*Exercise brief*
The output should consist solely of the line containing "Expected behaviour: place one point on the elderly" and the lines that follow it through the end of the data below.

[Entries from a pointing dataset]
────────────────

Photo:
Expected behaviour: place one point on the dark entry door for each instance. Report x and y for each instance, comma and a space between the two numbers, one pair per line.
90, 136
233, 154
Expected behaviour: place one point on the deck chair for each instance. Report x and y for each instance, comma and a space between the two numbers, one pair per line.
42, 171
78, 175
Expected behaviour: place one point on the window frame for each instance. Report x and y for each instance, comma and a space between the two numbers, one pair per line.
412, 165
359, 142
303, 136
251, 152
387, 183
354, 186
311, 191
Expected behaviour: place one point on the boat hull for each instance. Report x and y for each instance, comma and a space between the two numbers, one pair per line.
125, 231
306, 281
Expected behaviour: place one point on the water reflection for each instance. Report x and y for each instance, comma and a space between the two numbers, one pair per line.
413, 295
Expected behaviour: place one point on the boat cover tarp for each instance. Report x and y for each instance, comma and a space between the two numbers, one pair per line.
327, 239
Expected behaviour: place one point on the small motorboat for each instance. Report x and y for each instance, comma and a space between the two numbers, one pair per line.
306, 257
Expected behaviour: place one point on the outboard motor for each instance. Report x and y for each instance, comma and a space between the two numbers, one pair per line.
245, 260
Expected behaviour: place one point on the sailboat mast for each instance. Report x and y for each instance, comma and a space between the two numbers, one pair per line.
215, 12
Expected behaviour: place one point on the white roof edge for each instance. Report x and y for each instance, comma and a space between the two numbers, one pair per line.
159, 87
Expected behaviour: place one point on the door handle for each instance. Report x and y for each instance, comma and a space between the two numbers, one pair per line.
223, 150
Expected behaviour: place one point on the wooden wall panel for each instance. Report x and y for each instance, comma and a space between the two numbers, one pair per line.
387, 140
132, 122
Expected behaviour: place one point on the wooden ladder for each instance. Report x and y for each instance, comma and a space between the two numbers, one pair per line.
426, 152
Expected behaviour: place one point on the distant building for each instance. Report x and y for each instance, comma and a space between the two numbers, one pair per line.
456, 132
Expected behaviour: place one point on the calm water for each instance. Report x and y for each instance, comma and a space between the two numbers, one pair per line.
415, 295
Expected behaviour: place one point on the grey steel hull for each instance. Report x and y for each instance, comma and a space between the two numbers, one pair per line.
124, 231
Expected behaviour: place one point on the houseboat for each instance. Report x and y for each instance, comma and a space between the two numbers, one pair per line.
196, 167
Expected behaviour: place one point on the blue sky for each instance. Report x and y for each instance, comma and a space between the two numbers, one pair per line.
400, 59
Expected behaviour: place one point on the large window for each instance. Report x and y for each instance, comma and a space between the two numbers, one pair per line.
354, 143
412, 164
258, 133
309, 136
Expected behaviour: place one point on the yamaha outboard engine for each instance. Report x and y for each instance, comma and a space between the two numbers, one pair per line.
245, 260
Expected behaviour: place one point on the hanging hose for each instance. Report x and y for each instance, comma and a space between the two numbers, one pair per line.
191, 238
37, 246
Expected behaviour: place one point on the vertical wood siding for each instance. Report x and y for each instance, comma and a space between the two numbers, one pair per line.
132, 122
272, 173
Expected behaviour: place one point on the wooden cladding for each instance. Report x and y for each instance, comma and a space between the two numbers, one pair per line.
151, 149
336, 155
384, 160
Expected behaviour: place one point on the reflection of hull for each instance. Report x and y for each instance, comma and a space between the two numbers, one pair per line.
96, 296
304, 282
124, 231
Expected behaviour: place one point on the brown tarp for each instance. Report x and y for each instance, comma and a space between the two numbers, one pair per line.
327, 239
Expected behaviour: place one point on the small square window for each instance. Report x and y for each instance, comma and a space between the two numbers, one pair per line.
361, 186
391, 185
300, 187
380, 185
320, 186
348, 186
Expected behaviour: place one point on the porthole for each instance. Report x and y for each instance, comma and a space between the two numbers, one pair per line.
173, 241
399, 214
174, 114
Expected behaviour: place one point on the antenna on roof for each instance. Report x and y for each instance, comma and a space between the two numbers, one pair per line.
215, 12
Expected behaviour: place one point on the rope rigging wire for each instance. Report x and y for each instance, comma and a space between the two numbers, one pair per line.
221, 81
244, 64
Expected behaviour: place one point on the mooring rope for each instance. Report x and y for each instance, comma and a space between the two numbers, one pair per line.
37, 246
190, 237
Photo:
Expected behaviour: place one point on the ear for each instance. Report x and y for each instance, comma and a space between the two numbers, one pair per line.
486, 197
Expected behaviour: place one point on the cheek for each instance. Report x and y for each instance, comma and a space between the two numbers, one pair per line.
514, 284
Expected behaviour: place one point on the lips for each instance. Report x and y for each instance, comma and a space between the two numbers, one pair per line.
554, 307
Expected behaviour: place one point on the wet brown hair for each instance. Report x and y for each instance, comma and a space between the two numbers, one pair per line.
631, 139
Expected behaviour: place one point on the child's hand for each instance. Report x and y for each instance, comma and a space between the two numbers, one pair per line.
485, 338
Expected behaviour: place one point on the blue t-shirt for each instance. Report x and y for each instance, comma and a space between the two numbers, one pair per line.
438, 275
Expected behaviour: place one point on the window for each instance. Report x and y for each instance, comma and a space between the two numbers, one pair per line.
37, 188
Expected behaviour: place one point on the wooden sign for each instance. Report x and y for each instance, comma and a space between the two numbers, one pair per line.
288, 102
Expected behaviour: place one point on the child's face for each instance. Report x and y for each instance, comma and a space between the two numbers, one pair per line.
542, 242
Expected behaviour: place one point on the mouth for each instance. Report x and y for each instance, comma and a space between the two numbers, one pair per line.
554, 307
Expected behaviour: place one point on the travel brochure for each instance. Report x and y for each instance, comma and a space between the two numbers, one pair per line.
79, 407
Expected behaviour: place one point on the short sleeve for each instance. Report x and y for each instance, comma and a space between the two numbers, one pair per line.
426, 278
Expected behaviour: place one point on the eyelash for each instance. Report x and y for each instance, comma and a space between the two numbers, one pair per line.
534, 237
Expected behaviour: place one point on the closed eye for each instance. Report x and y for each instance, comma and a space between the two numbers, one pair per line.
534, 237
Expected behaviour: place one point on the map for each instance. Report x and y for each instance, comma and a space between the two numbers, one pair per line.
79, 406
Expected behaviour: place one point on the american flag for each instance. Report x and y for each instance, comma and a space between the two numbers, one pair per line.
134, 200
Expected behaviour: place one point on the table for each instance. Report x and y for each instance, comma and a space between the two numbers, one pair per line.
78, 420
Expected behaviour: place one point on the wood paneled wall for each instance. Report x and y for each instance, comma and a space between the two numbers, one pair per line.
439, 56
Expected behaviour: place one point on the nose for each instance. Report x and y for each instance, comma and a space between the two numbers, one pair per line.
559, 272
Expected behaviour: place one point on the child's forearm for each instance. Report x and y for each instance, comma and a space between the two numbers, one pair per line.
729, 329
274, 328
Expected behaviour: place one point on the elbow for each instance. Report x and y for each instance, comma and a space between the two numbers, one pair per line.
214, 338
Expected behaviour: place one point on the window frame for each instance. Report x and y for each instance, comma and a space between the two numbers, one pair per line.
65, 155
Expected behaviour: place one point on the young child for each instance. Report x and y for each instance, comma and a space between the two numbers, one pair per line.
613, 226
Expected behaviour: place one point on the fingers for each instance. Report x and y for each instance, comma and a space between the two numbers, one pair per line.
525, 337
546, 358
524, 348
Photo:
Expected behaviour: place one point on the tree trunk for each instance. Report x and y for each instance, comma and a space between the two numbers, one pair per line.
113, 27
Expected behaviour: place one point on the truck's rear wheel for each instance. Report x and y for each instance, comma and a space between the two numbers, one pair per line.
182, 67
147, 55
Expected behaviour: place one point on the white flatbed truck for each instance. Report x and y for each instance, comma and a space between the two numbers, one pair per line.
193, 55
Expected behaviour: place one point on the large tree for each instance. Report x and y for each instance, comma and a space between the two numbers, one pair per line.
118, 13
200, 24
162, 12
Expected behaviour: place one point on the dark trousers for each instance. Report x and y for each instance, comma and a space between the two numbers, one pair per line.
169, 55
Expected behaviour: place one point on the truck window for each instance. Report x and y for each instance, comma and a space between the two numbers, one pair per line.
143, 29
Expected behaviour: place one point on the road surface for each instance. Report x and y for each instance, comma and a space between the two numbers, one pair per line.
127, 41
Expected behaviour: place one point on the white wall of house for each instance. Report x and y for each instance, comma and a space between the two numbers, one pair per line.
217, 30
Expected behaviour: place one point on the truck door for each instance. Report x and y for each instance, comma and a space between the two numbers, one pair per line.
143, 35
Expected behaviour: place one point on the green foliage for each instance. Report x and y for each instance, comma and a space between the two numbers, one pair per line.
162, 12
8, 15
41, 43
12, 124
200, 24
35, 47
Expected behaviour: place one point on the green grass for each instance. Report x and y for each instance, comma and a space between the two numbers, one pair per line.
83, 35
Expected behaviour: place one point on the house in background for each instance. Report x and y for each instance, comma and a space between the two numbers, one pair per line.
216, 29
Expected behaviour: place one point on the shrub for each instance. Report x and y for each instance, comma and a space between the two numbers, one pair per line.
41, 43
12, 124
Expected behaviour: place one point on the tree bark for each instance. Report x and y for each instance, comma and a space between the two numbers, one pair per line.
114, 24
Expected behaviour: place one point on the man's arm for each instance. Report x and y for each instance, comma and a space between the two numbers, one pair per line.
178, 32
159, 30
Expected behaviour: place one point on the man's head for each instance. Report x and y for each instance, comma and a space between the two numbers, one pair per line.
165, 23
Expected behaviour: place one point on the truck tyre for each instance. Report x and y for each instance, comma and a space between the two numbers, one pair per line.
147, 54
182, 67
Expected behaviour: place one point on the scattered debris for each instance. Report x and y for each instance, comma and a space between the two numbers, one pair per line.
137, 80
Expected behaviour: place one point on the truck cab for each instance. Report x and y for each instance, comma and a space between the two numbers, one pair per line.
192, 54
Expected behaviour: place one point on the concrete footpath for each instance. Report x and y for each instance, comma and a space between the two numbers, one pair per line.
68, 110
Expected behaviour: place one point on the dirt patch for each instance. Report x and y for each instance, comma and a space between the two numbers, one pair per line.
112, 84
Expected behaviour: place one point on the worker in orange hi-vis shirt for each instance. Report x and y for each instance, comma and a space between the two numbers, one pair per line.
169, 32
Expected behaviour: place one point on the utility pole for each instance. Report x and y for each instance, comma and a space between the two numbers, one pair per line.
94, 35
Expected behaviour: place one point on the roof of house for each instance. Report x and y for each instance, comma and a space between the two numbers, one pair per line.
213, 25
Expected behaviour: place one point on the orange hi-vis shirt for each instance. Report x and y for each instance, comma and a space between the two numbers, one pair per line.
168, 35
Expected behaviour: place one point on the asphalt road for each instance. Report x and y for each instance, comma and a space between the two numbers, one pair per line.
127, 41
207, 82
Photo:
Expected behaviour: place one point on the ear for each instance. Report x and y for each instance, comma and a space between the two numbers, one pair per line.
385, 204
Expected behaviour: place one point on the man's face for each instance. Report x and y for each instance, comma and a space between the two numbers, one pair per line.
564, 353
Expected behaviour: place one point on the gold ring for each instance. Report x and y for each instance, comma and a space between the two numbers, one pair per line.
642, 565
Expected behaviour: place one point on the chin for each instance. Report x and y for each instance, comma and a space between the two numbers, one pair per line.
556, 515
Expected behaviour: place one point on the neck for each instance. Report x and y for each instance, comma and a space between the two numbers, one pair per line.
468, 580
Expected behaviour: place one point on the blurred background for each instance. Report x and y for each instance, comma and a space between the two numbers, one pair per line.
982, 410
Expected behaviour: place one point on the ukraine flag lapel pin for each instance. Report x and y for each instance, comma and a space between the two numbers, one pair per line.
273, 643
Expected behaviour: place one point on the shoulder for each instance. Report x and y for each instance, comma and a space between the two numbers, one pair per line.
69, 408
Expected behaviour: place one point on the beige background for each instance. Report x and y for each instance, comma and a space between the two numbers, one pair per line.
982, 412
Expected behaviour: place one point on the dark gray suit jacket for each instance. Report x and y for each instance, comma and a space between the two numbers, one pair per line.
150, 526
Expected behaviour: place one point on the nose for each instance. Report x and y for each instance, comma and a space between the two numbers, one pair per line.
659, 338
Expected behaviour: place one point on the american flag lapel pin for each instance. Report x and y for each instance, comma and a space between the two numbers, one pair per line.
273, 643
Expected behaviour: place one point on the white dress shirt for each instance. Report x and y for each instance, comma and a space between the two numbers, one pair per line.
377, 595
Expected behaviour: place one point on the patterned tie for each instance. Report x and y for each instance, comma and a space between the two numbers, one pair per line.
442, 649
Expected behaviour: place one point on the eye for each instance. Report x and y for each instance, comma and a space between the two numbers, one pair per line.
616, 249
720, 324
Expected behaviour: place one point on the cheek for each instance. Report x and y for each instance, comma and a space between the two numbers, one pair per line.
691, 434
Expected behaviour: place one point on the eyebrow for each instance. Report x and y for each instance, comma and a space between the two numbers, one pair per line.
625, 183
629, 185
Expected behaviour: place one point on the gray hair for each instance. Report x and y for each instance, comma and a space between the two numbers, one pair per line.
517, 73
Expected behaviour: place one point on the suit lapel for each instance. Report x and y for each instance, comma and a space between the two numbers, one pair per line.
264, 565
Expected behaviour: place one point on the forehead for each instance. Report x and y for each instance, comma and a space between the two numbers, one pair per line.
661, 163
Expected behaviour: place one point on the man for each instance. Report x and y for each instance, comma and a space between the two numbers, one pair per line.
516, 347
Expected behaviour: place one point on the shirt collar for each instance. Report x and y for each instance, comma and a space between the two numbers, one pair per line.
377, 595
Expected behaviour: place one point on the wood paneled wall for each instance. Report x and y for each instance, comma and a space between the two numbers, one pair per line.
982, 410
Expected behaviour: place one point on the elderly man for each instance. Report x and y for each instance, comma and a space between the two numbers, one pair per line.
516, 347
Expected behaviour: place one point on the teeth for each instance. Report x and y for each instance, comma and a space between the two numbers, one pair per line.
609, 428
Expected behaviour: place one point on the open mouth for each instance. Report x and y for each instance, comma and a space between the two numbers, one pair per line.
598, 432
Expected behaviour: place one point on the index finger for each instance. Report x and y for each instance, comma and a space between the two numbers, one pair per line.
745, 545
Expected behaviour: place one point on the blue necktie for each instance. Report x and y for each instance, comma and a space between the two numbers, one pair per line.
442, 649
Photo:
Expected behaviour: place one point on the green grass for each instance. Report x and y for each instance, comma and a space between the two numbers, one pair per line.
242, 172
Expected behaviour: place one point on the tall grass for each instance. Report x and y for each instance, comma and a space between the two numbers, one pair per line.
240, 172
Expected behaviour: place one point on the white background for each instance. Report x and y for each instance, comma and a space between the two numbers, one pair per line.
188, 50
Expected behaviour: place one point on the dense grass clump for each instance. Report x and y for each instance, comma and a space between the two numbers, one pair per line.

────────────────

*Full output*
Expected behaviour: place one point on the elderly man for each instance. Report x and y for each instance, comma and a space between the two numbers, one pair per line.
516, 347
Expected behaviour: place one point on the teeth for each instance. Report x and y for each instance, comma and a space between the two numbers, one pair per line.
609, 428
Expected behaviour: place one point on the open mouth for each instance. Report x and y for each instance, comma and a space between the two numbers, one pair per line.
598, 432
Expected behaviour: place one point on the index finger for each instance. Report x and y for each instance, comma and a space between the two numbers, one pair per line.
745, 545
Expected behaviour: place one point on the blue necktie for each instance. Report x and y for each instance, comma and a space between the two numbers, one pair per line.
442, 649
Photo:
Expected behaviour: place one point on the green grass for each instance. Report x and y for each instance, comma and a space between the two numbers, one pair per line.
242, 172
Expected behaviour: place one point on the tall grass for each instance. Report x and y for each instance, comma and a space between the two numbers, one pair per line.
240, 172
Expected behaviour: place one point on the white background for each instance. Report x and y for each instance, comma and a space between the two numbers, one pair per line.
188, 50
Expected behaviour: place one point on the dense grass clump for each instance. Report x and y for each instance, comma and a space between the two numbers, one pair per line.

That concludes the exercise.